Énoncé:
Pouvez-vous mettre en forme les lignes de tous les enregistrements ci-dessous sous la forme d'une liste JSON de chaînes, à raison d'une chaîne par ligne, en omettant les lignes vides et en laissant les images de côté ?
'''
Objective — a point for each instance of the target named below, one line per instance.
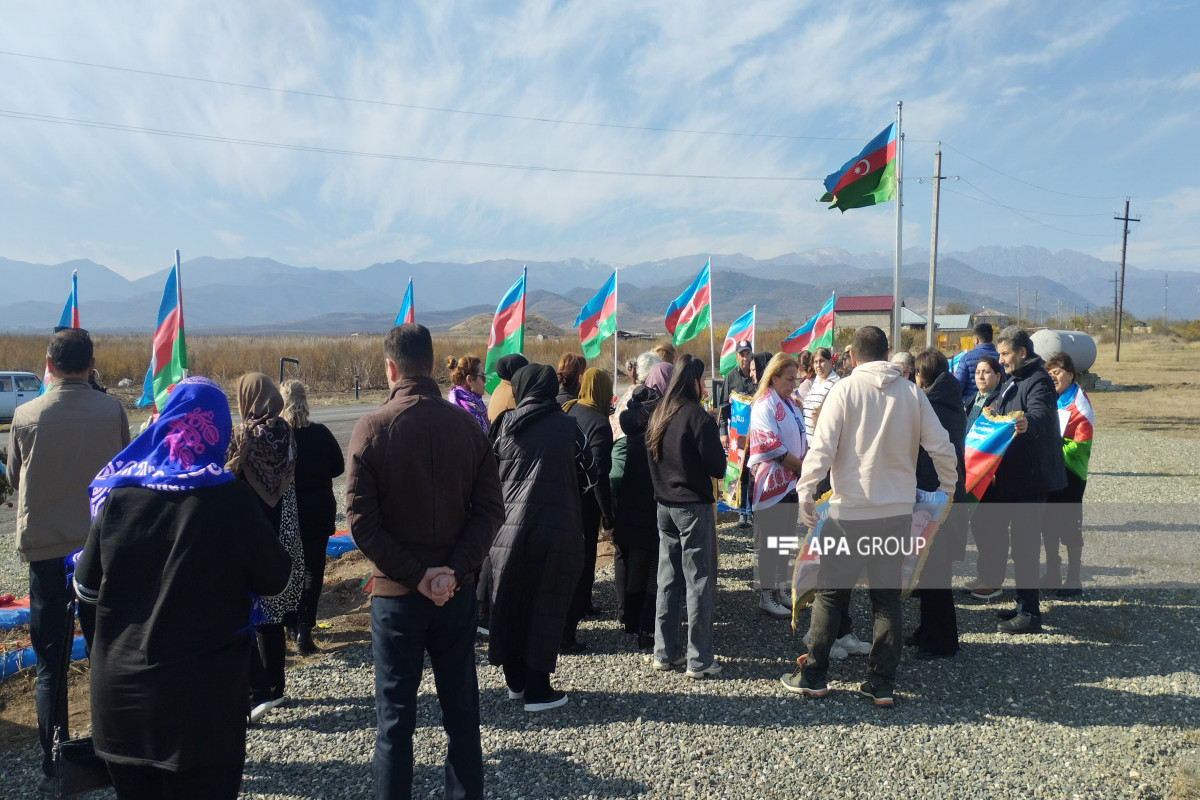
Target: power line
(385, 103)
(1044, 188)
(1020, 214)
(425, 160)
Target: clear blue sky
(1056, 109)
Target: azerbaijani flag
(741, 330)
(508, 330)
(985, 445)
(70, 318)
(693, 311)
(867, 179)
(407, 314)
(598, 319)
(815, 334)
(168, 354)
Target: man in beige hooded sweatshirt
(870, 428)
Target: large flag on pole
(168, 354)
(691, 312)
(815, 334)
(867, 179)
(741, 330)
(508, 330)
(407, 313)
(70, 318)
(598, 319)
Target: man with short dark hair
(1031, 469)
(423, 501)
(964, 371)
(58, 443)
(871, 426)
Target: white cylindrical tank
(1078, 344)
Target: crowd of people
(485, 519)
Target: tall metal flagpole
(616, 329)
(895, 270)
(179, 300)
(712, 343)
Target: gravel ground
(1104, 703)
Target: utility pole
(1125, 239)
(933, 247)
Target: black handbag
(77, 768)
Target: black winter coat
(538, 553)
(1033, 462)
(599, 432)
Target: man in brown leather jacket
(423, 500)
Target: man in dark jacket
(423, 501)
(964, 372)
(1032, 468)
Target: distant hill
(262, 295)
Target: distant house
(864, 310)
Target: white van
(17, 388)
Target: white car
(17, 388)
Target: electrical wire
(424, 160)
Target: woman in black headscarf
(538, 553)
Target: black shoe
(305, 645)
(931, 655)
(1021, 623)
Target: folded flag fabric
(691, 312)
(1077, 421)
(867, 179)
(742, 330)
(598, 318)
(928, 513)
(168, 354)
(985, 445)
(739, 429)
(507, 336)
(407, 312)
(70, 318)
(817, 332)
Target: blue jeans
(48, 599)
(687, 572)
(402, 630)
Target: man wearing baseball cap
(737, 380)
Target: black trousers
(144, 782)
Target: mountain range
(261, 295)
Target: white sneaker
(707, 672)
(851, 644)
(837, 653)
(771, 606)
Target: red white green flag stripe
(508, 330)
(691, 312)
(598, 318)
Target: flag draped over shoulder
(598, 318)
(691, 312)
(817, 332)
(70, 318)
(739, 431)
(507, 336)
(867, 179)
(407, 312)
(168, 353)
(741, 330)
(985, 445)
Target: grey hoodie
(870, 429)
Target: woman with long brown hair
(685, 455)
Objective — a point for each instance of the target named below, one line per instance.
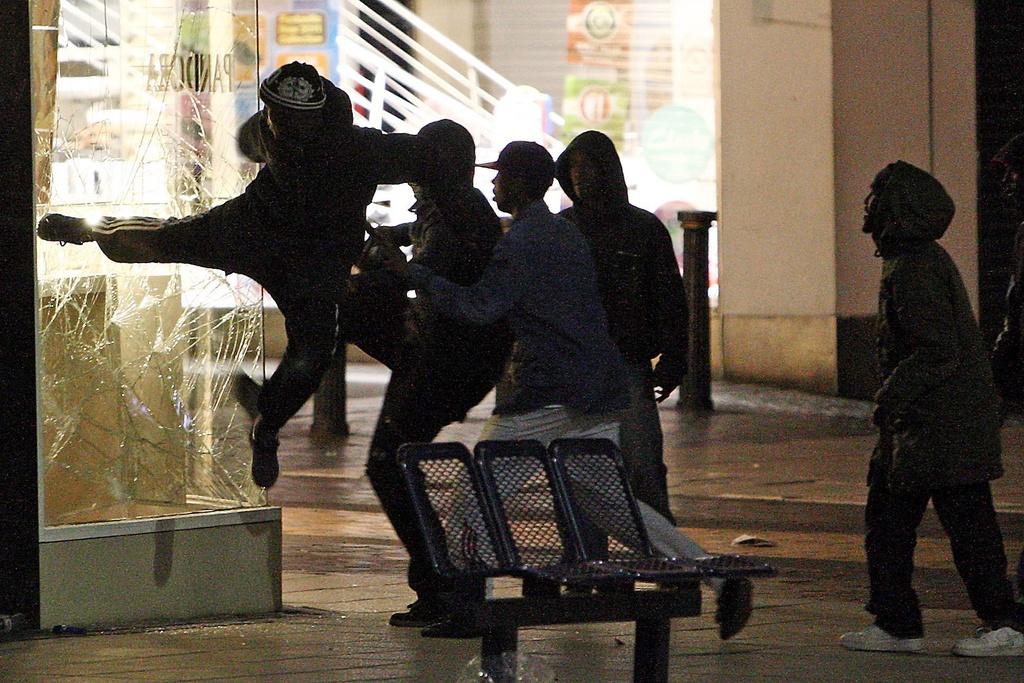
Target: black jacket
(1008, 364)
(454, 235)
(309, 201)
(637, 272)
(940, 413)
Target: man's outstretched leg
(311, 328)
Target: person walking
(440, 368)
(938, 421)
(565, 378)
(1008, 353)
(644, 299)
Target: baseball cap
(295, 86)
(527, 161)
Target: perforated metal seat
(452, 511)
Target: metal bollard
(329, 401)
(694, 394)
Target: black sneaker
(421, 613)
(734, 606)
(66, 229)
(264, 445)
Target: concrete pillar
(816, 96)
(776, 210)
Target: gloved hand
(667, 376)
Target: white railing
(394, 80)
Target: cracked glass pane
(137, 105)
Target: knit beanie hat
(295, 86)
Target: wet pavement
(782, 466)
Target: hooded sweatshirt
(937, 386)
(637, 272)
(310, 198)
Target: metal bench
(556, 517)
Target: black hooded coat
(937, 402)
(637, 273)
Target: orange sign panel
(301, 29)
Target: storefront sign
(193, 72)
(678, 143)
(599, 33)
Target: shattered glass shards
(137, 104)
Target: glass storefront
(137, 103)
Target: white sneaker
(873, 639)
(987, 643)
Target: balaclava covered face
(1009, 161)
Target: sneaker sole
'''
Corrigé:
[
  "Objective — a point for each instance of the target named below, one line per instance.",
  "Target: power line",
  "(385, 103)",
  "(1044, 188)",
  "(1020, 214)",
  "(425, 160)",
  "Target: clear blue sky",
  "(1056, 109)",
  "Target: azerbaijani flag",
  "(741, 330)",
  "(508, 330)",
  "(985, 445)",
  "(70, 318)",
  "(693, 311)",
  "(867, 179)",
  "(407, 314)",
  "(598, 319)",
  "(815, 334)",
  "(168, 354)",
  "Target: man in beige hooded sweatshirt",
  "(870, 428)",
  "Target: large flag on pole",
  "(168, 354)",
  "(691, 312)",
  "(815, 334)",
  "(867, 179)",
  "(741, 330)",
  "(508, 330)",
  "(407, 313)",
  "(70, 318)",
  "(598, 319)",
  "Target: man with short dark hair",
  "(1031, 469)",
  "(423, 501)",
  "(964, 371)",
  "(58, 443)",
  "(871, 426)",
  "Target: white cylindrical tank",
  "(1078, 344)",
  "Target: crowd of people",
  "(485, 519)",
  "Target: tall metal flagpole",
  "(616, 329)",
  "(895, 270)",
  "(179, 300)",
  "(712, 343)",
  "Target: gravel ground",
  "(1104, 703)",
  "Target: utility pole",
  "(1125, 239)",
  "(933, 247)",
  "Target: black handbag",
  "(77, 768)",
  "Target: black winter coat",
  "(538, 553)",
  "(1033, 462)",
  "(599, 432)",
  "Target: man in brown leather jacket",
  "(423, 500)",
  "Target: man in dark jacket",
  "(423, 501)",
  "(964, 372)",
  "(1032, 468)",
  "Target: distant hill",
  "(262, 295)",
  "Target: distant house",
  "(864, 310)",
  "Target: white van",
  "(17, 388)",
  "Target: white car",
  "(17, 388)",
  "Target: electrical wire",
  "(424, 160)",
  "Target: woman in black headscarf",
  "(538, 553)",
  "Target: black shoe",
  "(305, 645)",
  "(931, 655)",
  "(1021, 623)",
  "Target: folded flag fabric",
  "(691, 312)",
  "(1077, 421)",
  "(867, 179)",
  "(742, 330)",
  "(598, 318)",
  "(928, 513)",
  "(168, 354)",
  "(985, 445)",
  "(739, 429)",
  "(507, 336)",
  "(407, 312)",
  "(70, 318)",
  "(817, 332)",
  "Target: blue jeans",
  "(48, 599)",
  "(687, 572)",
  "(402, 630)",
  "Target: man wearing baseball cap",
  "(737, 380)",
  "Target: black trousers",
  "(144, 782)",
  "Target: mountain range",
  "(261, 295)",
  "Target: white sneaker",
  "(707, 672)",
  "(851, 644)",
  "(837, 653)",
  "(771, 606)",
  "Target: red white green flag stripe",
  "(508, 330)",
  "(691, 312)",
  "(598, 318)",
  "Target: flag draped over shoulder",
  "(598, 318)",
  "(691, 312)",
  "(817, 332)",
  "(70, 318)",
  "(739, 431)",
  "(507, 336)",
  "(867, 179)",
  "(407, 312)",
  "(168, 353)",
  "(741, 330)",
  "(985, 445)",
  "Target: grey hoodie",
  "(870, 429)",
  "Target: woman with long brown hair",
  "(685, 455)",
  "Objective — a point for each instance of the target named below, one line per instance.",
  "Target: black jacket",
  "(1008, 364)",
  "(454, 235)",
  "(309, 201)",
  "(637, 272)",
  "(940, 413)",
  "Target: man's outstretched leg",
  "(311, 328)",
  "Target: person walking",
  "(440, 368)",
  "(938, 421)",
  "(565, 378)",
  "(1008, 353)",
  "(644, 299)",
  "Target: baseball cap",
  "(295, 86)",
  "(527, 161)",
  "Target: perforated metal seat",
  "(452, 511)",
  "Target: metal bollard",
  "(329, 401)",
  "(694, 394)",
  "Target: black sneaker",
  "(421, 613)",
  "(734, 606)",
  "(66, 229)",
  "(264, 445)",
  "Target: concrete pillar",
  "(816, 96)",
  "(776, 210)",
  "Target: gloved hand",
  "(667, 376)",
  "Target: white railing",
  "(394, 80)",
  "Target: cracked glass pane",
  "(137, 105)",
  "Target: knit beanie hat",
  "(295, 86)",
  "Target: wet pavement",
  "(782, 466)",
  "Target: hooded sweatshirt",
  "(937, 386)",
  "(637, 272)",
  "(310, 198)",
  "Target: metal bench",
  "(556, 517)",
  "Target: black hooded coat",
  "(937, 402)",
  "(637, 273)",
  "Target: orange sign panel",
  "(301, 29)",
  "Target: storefront sign",
  "(193, 72)",
  "(678, 143)",
  "(599, 33)",
  "Target: shattered glass shards",
  "(137, 104)",
  "Target: glass storefront",
  "(137, 103)",
  "Target: white sneaker",
  "(873, 639)",
  "(987, 643)",
  "Target: balaclava covered face",
  "(1009, 161)",
  "Target: sneaker sole"
]